--- Data provided Enclosed Below ---

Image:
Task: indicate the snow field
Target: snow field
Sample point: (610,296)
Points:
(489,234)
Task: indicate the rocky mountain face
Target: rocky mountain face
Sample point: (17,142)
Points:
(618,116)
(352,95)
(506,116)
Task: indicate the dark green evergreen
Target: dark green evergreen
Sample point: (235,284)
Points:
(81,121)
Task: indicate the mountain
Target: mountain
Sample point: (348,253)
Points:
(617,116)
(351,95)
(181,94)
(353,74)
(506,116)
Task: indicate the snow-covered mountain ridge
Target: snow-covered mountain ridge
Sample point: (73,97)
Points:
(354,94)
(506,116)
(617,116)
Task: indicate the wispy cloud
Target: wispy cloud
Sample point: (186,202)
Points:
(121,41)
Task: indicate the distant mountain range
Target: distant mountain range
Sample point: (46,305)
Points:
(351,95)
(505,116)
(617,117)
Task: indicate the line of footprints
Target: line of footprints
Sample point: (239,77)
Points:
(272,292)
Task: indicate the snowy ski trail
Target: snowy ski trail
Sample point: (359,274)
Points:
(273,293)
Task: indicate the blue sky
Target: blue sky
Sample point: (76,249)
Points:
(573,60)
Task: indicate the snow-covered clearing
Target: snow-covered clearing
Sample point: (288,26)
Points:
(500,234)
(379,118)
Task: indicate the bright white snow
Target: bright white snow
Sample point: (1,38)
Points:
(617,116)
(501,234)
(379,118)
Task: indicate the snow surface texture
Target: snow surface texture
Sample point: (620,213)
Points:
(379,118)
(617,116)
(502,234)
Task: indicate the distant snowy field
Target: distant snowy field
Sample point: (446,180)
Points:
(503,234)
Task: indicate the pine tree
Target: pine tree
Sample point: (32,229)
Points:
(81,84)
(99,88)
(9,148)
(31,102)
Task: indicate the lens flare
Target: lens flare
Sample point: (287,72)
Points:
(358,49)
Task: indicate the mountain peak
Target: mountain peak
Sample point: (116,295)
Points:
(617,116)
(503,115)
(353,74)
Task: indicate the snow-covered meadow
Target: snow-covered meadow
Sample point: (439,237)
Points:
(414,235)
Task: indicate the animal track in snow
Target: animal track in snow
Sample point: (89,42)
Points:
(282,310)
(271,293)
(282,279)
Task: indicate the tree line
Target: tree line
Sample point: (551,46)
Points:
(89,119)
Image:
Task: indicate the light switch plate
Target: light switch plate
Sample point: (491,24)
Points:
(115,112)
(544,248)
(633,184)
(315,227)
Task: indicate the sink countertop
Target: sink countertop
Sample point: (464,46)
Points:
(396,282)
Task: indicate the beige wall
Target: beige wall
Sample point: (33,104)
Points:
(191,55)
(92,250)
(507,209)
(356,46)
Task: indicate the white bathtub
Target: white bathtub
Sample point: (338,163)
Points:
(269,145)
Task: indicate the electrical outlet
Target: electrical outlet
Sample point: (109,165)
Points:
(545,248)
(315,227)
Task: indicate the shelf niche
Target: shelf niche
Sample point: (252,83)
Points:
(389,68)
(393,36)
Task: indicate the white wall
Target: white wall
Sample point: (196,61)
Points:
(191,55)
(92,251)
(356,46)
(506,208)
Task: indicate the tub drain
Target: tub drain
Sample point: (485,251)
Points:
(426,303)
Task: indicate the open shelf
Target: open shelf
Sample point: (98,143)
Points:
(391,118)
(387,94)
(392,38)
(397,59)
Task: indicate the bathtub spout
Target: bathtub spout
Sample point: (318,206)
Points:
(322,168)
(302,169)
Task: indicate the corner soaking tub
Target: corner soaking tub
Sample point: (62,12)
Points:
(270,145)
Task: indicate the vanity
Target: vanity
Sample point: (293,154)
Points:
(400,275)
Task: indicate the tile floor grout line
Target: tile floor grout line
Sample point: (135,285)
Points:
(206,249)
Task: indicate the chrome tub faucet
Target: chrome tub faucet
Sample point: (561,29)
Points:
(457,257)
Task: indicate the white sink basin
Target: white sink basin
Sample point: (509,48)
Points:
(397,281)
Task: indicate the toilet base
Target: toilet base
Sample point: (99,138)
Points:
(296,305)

--- End of Enclosed Data provided ---

Problem to work on: Beginning at the top of the records above, transcribe each line exactly up to and including the line that holds "Target: snowy ski trail".

Expected answer:
Image:
Task: indicate the snow field
Target: snow field
Sample point: (610,296)
Points:
(489,234)
Task: indicate the rocky mountain face
Target: rocky mountain face
Sample point: (17,142)
Points:
(618,116)
(352,95)
(506,116)
Task: indicate the dark green evergreen
Target: dark green evergreen
Sample point: (235,284)
Points:
(81,121)
Task: indicate the mountain
Target: mountain
Sample point: (348,253)
Points:
(617,116)
(351,95)
(181,94)
(353,74)
(506,116)
Task: indicate the snow-covered mountain ridge
Target: snow-covered mountain ridge
Sample point: (73,97)
Points:
(354,94)
(506,116)
(617,116)
Task: indicate the wispy cloud
Target: wispy cloud
Sample point: (186,202)
Points:
(121,41)
Task: indicate the distant mountain range
Target: distant mountain range
Sample point: (46,305)
Points:
(351,95)
(505,116)
(617,117)
Task: indicate the line of footprints
Target: line of footprints
Sample point: (239,77)
Points:
(272,292)
Task: indicate the snowy ski trail
Target: snowy ski trail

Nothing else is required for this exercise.